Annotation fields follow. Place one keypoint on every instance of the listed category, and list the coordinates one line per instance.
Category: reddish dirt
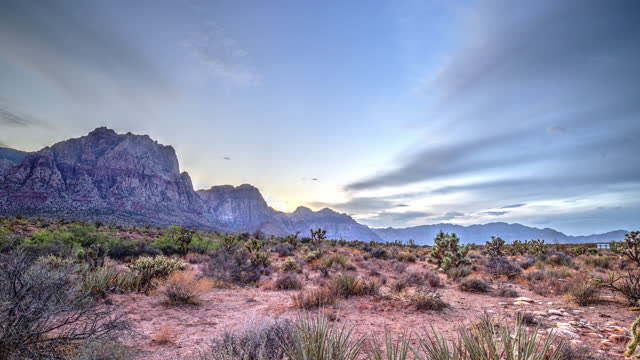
(192, 326)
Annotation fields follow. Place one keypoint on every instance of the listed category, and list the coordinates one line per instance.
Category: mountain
(133, 179)
(479, 234)
(103, 175)
(243, 207)
(12, 155)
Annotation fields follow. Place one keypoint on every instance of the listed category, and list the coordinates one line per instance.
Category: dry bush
(164, 334)
(599, 262)
(399, 285)
(309, 299)
(459, 272)
(43, 309)
(287, 282)
(420, 278)
(184, 288)
(346, 285)
(584, 291)
(473, 285)
(428, 300)
(405, 256)
(257, 340)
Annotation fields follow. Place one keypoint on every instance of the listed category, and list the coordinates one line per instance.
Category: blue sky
(404, 112)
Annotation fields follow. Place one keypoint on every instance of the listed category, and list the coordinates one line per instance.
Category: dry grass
(184, 287)
(314, 298)
(164, 334)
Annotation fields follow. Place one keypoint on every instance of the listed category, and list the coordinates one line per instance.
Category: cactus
(632, 246)
(447, 253)
(633, 344)
(495, 247)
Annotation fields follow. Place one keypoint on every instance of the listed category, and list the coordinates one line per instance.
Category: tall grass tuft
(314, 338)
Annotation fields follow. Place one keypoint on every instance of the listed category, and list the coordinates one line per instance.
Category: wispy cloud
(222, 54)
(496, 213)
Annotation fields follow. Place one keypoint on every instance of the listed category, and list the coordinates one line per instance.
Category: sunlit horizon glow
(396, 113)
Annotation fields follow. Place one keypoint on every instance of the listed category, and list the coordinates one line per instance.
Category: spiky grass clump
(315, 338)
(346, 285)
(314, 298)
(474, 286)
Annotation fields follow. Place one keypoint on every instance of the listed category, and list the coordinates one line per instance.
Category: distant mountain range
(132, 179)
(479, 234)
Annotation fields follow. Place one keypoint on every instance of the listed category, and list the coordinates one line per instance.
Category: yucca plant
(314, 338)
(394, 350)
(488, 341)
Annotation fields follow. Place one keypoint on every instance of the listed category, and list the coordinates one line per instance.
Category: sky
(399, 113)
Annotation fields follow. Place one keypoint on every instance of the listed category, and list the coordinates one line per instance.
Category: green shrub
(428, 300)
(473, 285)
(490, 341)
(406, 256)
(459, 272)
(315, 338)
(447, 253)
(289, 264)
(149, 269)
(346, 285)
(100, 282)
(313, 298)
(599, 261)
(585, 291)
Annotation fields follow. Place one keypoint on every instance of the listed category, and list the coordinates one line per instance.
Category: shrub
(628, 286)
(490, 341)
(312, 255)
(232, 267)
(184, 288)
(428, 300)
(175, 240)
(584, 291)
(35, 299)
(447, 253)
(459, 272)
(104, 349)
(103, 281)
(371, 287)
(150, 269)
(499, 266)
(315, 338)
(121, 248)
(599, 262)
(399, 285)
(284, 249)
(289, 264)
(400, 267)
(557, 259)
(379, 253)
(420, 278)
(406, 256)
(309, 299)
(340, 260)
(473, 285)
(257, 340)
(288, 282)
(346, 285)
(495, 247)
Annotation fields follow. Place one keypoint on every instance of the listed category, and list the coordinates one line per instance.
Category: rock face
(102, 174)
(478, 234)
(132, 179)
(243, 207)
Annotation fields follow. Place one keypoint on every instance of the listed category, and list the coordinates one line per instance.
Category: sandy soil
(192, 326)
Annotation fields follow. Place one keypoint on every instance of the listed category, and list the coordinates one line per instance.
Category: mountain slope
(479, 234)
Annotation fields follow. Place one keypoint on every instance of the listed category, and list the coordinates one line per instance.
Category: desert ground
(221, 287)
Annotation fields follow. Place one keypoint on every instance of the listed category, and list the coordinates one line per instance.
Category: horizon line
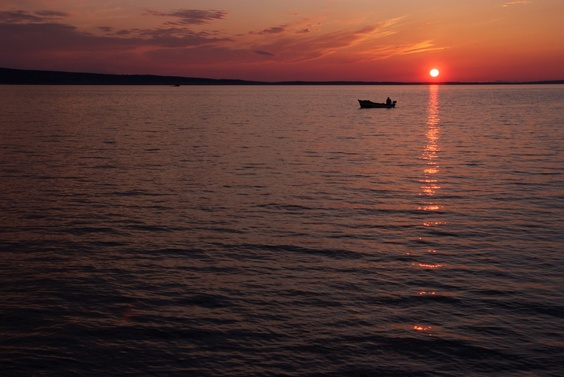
(168, 79)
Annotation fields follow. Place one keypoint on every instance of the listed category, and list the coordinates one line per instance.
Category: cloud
(21, 16)
(515, 2)
(189, 16)
(264, 53)
(271, 30)
(305, 46)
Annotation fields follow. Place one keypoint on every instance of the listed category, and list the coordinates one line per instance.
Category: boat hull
(367, 104)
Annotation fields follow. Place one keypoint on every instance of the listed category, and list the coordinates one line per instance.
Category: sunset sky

TASK STATEMENT:
Send back the listing exactly as it stands. Do not include the pictures.

RESPONSE FOR THIS EXERCISE:
Annotation fields follow. Place one keypoint on every instance of the listed category, and list the coordinates one line per instance.
Category: reddish dirt
(192, 326)
Annotation fields follow. Place one keypoint on every instance of the listed category, and list the coordinates one line per instance.
Category: mountain
(133, 179)
(479, 234)
(103, 175)
(243, 207)
(12, 155)
Annotation fields follow. Place one keypoint on every instance of the listed category, and list the coordinates one line per instance.
Category: dry bush
(164, 334)
(599, 262)
(399, 285)
(309, 299)
(459, 272)
(43, 309)
(287, 282)
(420, 278)
(184, 288)
(346, 285)
(584, 291)
(473, 285)
(428, 300)
(405, 256)
(257, 340)
Annotation fields follow. Place one keypoint on every instance of the listed category, and list the coordinates one line per instance.
Category: blue sky
(404, 112)
Annotation fields follow. Place one keypoint on every instance of the listed category, and list the coordinates one line per instance.
Category: dry grass
(184, 287)
(314, 298)
(164, 334)
Annotation fields follow. Place one keypoint on every instance of the listed category, and list the coordinates one line per instance.
Category: cactus
(632, 246)
(447, 253)
(633, 344)
(495, 247)
Annotation fields follow. Place one keypoint on every instance of the listed category, and list the coordinates one line per instance.
Category: tall grass tuft
(314, 338)
Annotation fields follow. Place one keypoint on every instance of the listed category, and list the coordinates one line per instance.
Category: wispy cloud
(222, 54)
(496, 213)
Annotation fields follow. Place one keypoint on every instance of the listed category, and list the coordinates one line per instance.
Category: sunlit horizon glow
(396, 113)
Annotation fields follow. Place one keypoint on every instance of the listed category, and list the coordinates one line per instance.
Category: spiky grass clump
(315, 338)
(346, 285)
(314, 298)
(474, 286)
Annotation fields follow. Place one keypoint on every instance of the listed category, and list the coordinates one line per instance.
Category: distant mountain range
(132, 179)
(479, 234)
Annotation fields follow. Place one keypoint on every instance of the listed category, and list the coordinates one line per instance.
Category: yucca plant
(314, 338)
(394, 350)
(488, 341)
Annotation fields follow. Place one keypoint on every instance of the listed category, and list the coordinates one line per instance.
Category: sky
(399, 113)
Annotation fields follow. Place one keypoint on every instance of the listed category, and list the coordinates one line per instance.
Category: green shrub
(428, 300)
(473, 285)
(490, 341)
(406, 256)
(459, 272)
(315, 338)
(447, 253)
(289, 264)
(149, 269)
(346, 285)
(100, 282)
(313, 298)
(599, 261)
(585, 291)
Annotation fields follow. Place one keypoint on every instance of the listed category, and list the coordinates one line per instance.
Category: shrub
(628, 286)
(490, 341)
(312, 255)
(232, 267)
(184, 288)
(428, 300)
(175, 240)
(584, 291)
(35, 299)
(447, 253)
(459, 272)
(104, 349)
(103, 281)
(371, 287)
(150, 269)
(499, 266)
(315, 338)
(121, 248)
(599, 262)
(399, 285)
(284, 249)
(289, 264)
(400, 267)
(557, 259)
(379, 253)
(420, 278)
(406, 256)
(309, 299)
(340, 260)
(473, 285)
(257, 340)
(288, 282)
(346, 285)
(495, 247)
Annotation fields follow. Place one keypoint on every instance of the listed category, and list the coordinates one line per instance.
Category: rock face
(102, 174)
(478, 234)
(132, 179)
(243, 207)
Annotation fields follow. Place one keypoint on every instance of the listed category, and list the coordinates one line per instance.
Category: sandy soil
(192, 326)
Annotation fields follow. Place one keypoint on every instance of the listed category, and list the coordinates one line per instance.
Category: mountain slope
(479, 234)
Annotation fields follow. Place one keypoint on every instance of the listed category, and list the coordinates one line per instance.
Category: desert ground
(221, 287)
Annotation fields follow. Place one keypoint on every instance of the listed category, and list the coordinates one line per instance.
Category: horizon line
(168, 79)
Annotation fields follow. Place one keypoint on every instance of the listed category, and list the coordinates one line per instance.
Category: cloud
(21, 16)
(515, 2)
(189, 16)
(264, 53)
(271, 30)
(305, 46)
Annotation fields follow. Place one keypoint on every instance of the listed category, and list the coordinates one line per instance.
Category: boat hull
(367, 104)
Annotation fields follow. Place one keypoint on every instance of the listed category, and list the coordinates one line per instance.
Category: sunset sky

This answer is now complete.